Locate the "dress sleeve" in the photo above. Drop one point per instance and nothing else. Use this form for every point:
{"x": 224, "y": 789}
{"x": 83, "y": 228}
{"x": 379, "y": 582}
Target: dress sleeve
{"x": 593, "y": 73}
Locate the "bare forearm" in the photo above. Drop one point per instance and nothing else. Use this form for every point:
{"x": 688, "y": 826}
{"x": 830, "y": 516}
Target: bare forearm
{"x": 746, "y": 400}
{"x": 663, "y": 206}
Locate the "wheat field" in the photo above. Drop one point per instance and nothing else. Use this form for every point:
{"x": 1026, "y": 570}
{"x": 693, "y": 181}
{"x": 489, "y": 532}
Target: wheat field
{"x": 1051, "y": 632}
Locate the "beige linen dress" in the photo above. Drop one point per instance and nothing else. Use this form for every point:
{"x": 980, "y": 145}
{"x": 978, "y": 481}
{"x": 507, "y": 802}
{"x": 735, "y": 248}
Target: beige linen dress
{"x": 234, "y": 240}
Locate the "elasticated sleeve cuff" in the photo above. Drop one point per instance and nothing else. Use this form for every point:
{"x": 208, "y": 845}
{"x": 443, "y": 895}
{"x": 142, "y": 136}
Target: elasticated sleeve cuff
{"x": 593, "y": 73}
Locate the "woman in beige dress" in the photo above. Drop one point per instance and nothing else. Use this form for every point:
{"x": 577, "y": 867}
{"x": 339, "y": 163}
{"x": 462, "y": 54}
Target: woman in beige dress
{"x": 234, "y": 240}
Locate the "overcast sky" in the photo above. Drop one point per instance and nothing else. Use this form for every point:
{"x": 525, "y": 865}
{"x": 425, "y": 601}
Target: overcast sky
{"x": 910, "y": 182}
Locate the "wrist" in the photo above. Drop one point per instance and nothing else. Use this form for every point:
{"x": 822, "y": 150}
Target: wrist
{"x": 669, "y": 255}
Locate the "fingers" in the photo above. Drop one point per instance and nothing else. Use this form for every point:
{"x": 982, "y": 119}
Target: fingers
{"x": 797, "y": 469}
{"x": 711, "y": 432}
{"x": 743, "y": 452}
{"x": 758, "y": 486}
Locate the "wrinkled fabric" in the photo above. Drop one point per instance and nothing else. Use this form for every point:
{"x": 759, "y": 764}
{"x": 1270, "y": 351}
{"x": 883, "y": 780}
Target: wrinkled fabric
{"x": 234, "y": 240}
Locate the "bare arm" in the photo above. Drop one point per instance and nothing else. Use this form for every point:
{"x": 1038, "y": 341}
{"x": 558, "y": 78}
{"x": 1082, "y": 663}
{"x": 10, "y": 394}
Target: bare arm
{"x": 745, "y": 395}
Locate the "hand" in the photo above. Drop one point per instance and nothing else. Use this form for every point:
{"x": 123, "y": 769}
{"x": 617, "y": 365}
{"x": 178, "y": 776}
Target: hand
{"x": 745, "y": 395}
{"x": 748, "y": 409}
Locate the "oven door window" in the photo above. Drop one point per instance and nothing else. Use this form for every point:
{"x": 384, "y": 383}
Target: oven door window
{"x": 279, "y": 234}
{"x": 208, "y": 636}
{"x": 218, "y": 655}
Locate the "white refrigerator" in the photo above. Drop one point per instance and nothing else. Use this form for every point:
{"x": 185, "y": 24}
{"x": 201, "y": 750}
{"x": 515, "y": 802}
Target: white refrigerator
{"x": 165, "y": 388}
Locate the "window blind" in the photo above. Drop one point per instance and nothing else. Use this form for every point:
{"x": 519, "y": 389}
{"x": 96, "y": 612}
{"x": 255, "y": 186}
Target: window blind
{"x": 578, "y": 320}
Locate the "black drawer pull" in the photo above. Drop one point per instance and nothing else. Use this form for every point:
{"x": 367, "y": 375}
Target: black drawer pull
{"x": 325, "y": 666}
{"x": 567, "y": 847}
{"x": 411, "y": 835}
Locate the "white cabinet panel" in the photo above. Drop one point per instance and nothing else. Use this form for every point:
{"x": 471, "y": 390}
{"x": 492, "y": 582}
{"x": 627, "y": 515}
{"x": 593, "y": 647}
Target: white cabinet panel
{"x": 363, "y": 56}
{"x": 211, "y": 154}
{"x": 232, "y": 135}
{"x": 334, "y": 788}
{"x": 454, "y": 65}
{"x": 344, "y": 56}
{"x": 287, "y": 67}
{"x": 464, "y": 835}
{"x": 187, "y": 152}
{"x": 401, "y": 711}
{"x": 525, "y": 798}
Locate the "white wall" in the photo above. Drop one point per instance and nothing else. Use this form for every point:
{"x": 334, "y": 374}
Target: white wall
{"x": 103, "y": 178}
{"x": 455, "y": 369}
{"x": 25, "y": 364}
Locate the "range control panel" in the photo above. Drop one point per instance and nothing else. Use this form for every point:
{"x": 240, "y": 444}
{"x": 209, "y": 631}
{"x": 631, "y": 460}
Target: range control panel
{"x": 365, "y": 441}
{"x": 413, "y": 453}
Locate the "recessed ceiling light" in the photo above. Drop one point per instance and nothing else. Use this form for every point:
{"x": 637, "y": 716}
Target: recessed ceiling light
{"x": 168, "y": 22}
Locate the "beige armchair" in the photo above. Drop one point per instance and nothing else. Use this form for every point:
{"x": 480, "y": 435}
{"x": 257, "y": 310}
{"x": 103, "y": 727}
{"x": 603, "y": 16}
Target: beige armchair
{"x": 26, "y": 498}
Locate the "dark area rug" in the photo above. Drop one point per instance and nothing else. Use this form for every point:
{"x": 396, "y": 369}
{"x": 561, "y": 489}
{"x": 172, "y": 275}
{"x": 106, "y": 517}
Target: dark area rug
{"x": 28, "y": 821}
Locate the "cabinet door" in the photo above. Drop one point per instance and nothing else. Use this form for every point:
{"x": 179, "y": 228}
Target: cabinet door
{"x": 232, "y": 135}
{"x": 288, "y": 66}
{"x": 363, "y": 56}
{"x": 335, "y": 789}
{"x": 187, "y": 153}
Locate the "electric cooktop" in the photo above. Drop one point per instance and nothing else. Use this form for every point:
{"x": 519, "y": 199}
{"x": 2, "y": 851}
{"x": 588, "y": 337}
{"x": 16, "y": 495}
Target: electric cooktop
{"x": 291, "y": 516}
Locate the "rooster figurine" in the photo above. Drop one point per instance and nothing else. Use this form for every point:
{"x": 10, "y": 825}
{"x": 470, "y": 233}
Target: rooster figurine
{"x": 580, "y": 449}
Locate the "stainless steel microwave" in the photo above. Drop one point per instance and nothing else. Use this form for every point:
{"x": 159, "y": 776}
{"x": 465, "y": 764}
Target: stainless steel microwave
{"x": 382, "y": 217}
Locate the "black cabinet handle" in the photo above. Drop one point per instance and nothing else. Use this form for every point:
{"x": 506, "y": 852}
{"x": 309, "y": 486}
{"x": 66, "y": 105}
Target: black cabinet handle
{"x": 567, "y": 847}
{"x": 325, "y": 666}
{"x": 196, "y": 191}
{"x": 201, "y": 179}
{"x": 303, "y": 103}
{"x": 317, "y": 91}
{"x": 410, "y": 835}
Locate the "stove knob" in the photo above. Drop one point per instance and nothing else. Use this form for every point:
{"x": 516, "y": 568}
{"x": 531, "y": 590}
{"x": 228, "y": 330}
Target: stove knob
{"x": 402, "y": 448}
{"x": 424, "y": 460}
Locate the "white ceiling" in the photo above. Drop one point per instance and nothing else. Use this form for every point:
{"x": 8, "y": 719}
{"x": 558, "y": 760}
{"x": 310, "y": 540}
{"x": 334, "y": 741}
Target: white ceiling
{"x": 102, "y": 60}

···

» **Work to be completed**:
Return every line exactly.

» **Output for this exercise**:
Locate the "dress sleeve" in the photo above. Drop one point per instance and nothing else. Use this form for every point:
{"x": 224, "y": 789}
{"x": 83, "y": 228}
{"x": 379, "y": 582}
Target: dress sleeve
{"x": 593, "y": 73}
Locate the "bare forearm" in the photo above. Drop one point per instance and nothing else. Use this form for every point:
{"x": 688, "y": 826}
{"x": 830, "y": 516}
Target: bare forearm
{"x": 746, "y": 400}
{"x": 663, "y": 206}
Locate the "wheat field" in the photo above. Drop one point per instance and nothing else. Use this form for every point:
{"x": 1026, "y": 570}
{"x": 693, "y": 181}
{"x": 489, "y": 532}
Target: wheat field
{"x": 1051, "y": 632}
Locate the "beige linen dress" in the photo above. Drop one point per instance and nothing else. Use this form for every point:
{"x": 980, "y": 145}
{"x": 978, "y": 481}
{"x": 507, "y": 802}
{"x": 735, "y": 248}
Target: beige linen dress
{"x": 234, "y": 240}
Locate the "elasticated sleeve cuff" in the photo above. Drop one point per instance and nothing else. Use this form for every point:
{"x": 208, "y": 845}
{"x": 443, "y": 895}
{"x": 142, "y": 136}
Target: elasticated sleeve cuff
{"x": 593, "y": 73}
Locate the "woman in beige dress" in the photo above. Drop one point per instance and nothing else. Use this form for every point:
{"x": 577, "y": 867}
{"x": 339, "y": 163}
{"x": 462, "y": 54}
Target: woman in beige dress
{"x": 234, "y": 240}
Locate the "overcast sky" in the photo above. Drop one point per instance and nothing else. Use this form for every point:
{"x": 525, "y": 865}
{"x": 425, "y": 601}
Target: overcast sky
{"x": 910, "y": 182}
Locate the "wrist" in the photo above. Drop one point per instance and nothing else. Use this form for every point:
{"x": 822, "y": 150}
Target: wrist
{"x": 669, "y": 255}
Locate the "fingers" in the photo above. Drop one point per instance and nothing else. Use this form for every point:
{"x": 982, "y": 119}
Target: fingers
{"x": 797, "y": 469}
{"x": 711, "y": 432}
{"x": 743, "y": 452}
{"x": 758, "y": 486}
Locate the "wrinkled fabric" in the photo above. Drop one point per instance and nothing else. Use this form for every point:
{"x": 759, "y": 764}
{"x": 1270, "y": 351}
{"x": 883, "y": 780}
Target: wrinkled fabric
{"x": 234, "y": 240}
Locate the "bare arm" in the photo above. Drop one point per instance and nothing else. Use this form for every point:
{"x": 1038, "y": 341}
{"x": 558, "y": 78}
{"x": 1082, "y": 663}
{"x": 10, "y": 394}
Target: bare arm
{"x": 745, "y": 395}
Locate the "hand" in the photo above. Drop one point per instance and nothing else. Use this form for every point:
{"x": 123, "y": 769}
{"x": 617, "y": 365}
{"x": 178, "y": 776}
Target: hand
{"x": 745, "y": 395}
{"x": 748, "y": 409}
Locate the "oven door window" in the photo above. Drop one point per instance and nothing else. Use this form for every point:
{"x": 384, "y": 383}
Target: oven door window
{"x": 279, "y": 234}
{"x": 208, "y": 636}
{"x": 218, "y": 655}
Locate the "white refrigerator" in the photo above. Drop one point per instance and nothing else. Use this form for every point:
{"x": 185, "y": 24}
{"x": 201, "y": 750}
{"x": 515, "y": 802}
Target: white refrigerator
{"x": 165, "y": 388}
Locate the "window blind" in the photo above. Drop one point per instance and nothing else. Use this form for every point:
{"x": 519, "y": 389}
{"x": 96, "y": 612}
{"x": 255, "y": 186}
Target: window blind
{"x": 578, "y": 320}
Locate the "black drawer pull" in the photo above. Drop one point per instance and nothing else. Use this form for every point:
{"x": 367, "y": 375}
Target: black drawer pull
{"x": 325, "y": 666}
{"x": 567, "y": 847}
{"x": 411, "y": 835}
Locate the "white cabinet panel" in the photo above. Drop one point per instance and nothing else. Use this form for every point:
{"x": 471, "y": 390}
{"x": 492, "y": 582}
{"x": 627, "y": 515}
{"x": 593, "y": 647}
Target: white cabinet panel
{"x": 363, "y": 56}
{"x": 211, "y": 154}
{"x": 232, "y": 135}
{"x": 334, "y": 788}
{"x": 454, "y": 65}
{"x": 344, "y": 56}
{"x": 287, "y": 67}
{"x": 464, "y": 835}
{"x": 187, "y": 152}
{"x": 401, "y": 711}
{"x": 525, "y": 798}
Locate the "white wall" in the photo above. Drop one point per instance and nothing else. Use this form for every point:
{"x": 334, "y": 374}
Target: white wall
{"x": 103, "y": 178}
{"x": 455, "y": 369}
{"x": 25, "y": 364}
Locate the "range control panel" in the photo above. Drop one point per instance and nothing else. Use this form for every point:
{"x": 240, "y": 444}
{"x": 209, "y": 631}
{"x": 631, "y": 460}
Target: range control panel
{"x": 365, "y": 441}
{"x": 413, "y": 453}
Locate the "recessed ceiling light" in the photo above. Drop one point per instance and nothing else. Use this form for every point:
{"x": 637, "y": 716}
Target: recessed ceiling light
{"x": 168, "y": 22}
Locate the "beige armchair" in the photo above. Drop one point per instance and nothing else. Use this form for every point:
{"x": 480, "y": 435}
{"x": 257, "y": 310}
{"x": 103, "y": 727}
{"x": 603, "y": 16}
Target: beige armchair
{"x": 26, "y": 498}
Locate the "dark area rug" in the photo above. Drop one point per instance and nothing else. Use this form for every point:
{"x": 396, "y": 369}
{"x": 561, "y": 489}
{"x": 172, "y": 275}
{"x": 106, "y": 517}
Target: dark area rug
{"x": 28, "y": 821}
Locate the "cabinet door" in the photo above. Drop one point per instance and nothing else. Use this form for every point:
{"x": 179, "y": 228}
Target: cabinet door
{"x": 232, "y": 135}
{"x": 288, "y": 66}
{"x": 363, "y": 56}
{"x": 335, "y": 789}
{"x": 187, "y": 153}
Locate the "electric cooktop" in the photo above. Drop one point per instance and nothing else. Use this form for every point:
{"x": 519, "y": 199}
{"x": 2, "y": 851}
{"x": 588, "y": 337}
{"x": 16, "y": 495}
Target: electric cooktop
{"x": 291, "y": 516}
Locate the "rooster figurine" in the photo above. Drop one point per instance and nothing else. Use this form for every point:
{"x": 10, "y": 825}
{"x": 470, "y": 233}
Target: rooster figurine
{"x": 580, "y": 449}
Locate the "stainless steel microwave" in the photo above. Drop one point per instance and nothing else. Use this form for every point:
{"x": 159, "y": 776}
{"x": 465, "y": 764}
Target: stainless steel microwave
{"x": 382, "y": 217}
Locate the "black cabinet handle" in the photo above. Drop one point per instance and nothing else. Use this form for every point:
{"x": 506, "y": 852}
{"x": 309, "y": 486}
{"x": 66, "y": 105}
Target: black cabinet handle
{"x": 567, "y": 847}
{"x": 325, "y": 666}
{"x": 196, "y": 191}
{"x": 201, "y": 179}
{"x": 303, "y": 103}
{"x": 317, "y": 91}
{"x": 410, "y": 835}
Locate the "stove knob" in the photo above. Drop one point per instance and nothing else. Use this form for every point:
{"x": 516, "y": 568}
{"x": 531, "y": 590}
{"x": 228, "y": 330}
Target: stove knob
{"x": 402, "y": 448}
{"x": 424, "y": 460}
Locate the "white ceiling" in the photo above. Drop one point per instance and nothing else. Use this form for every point:
{"x": 8, "y": 719}
{"x": 558, "y": 760}
{"x": 310, "y": 540}
{"x": 334, "y": 741}
Target: white ceiling
{"x": 102, "y": 60}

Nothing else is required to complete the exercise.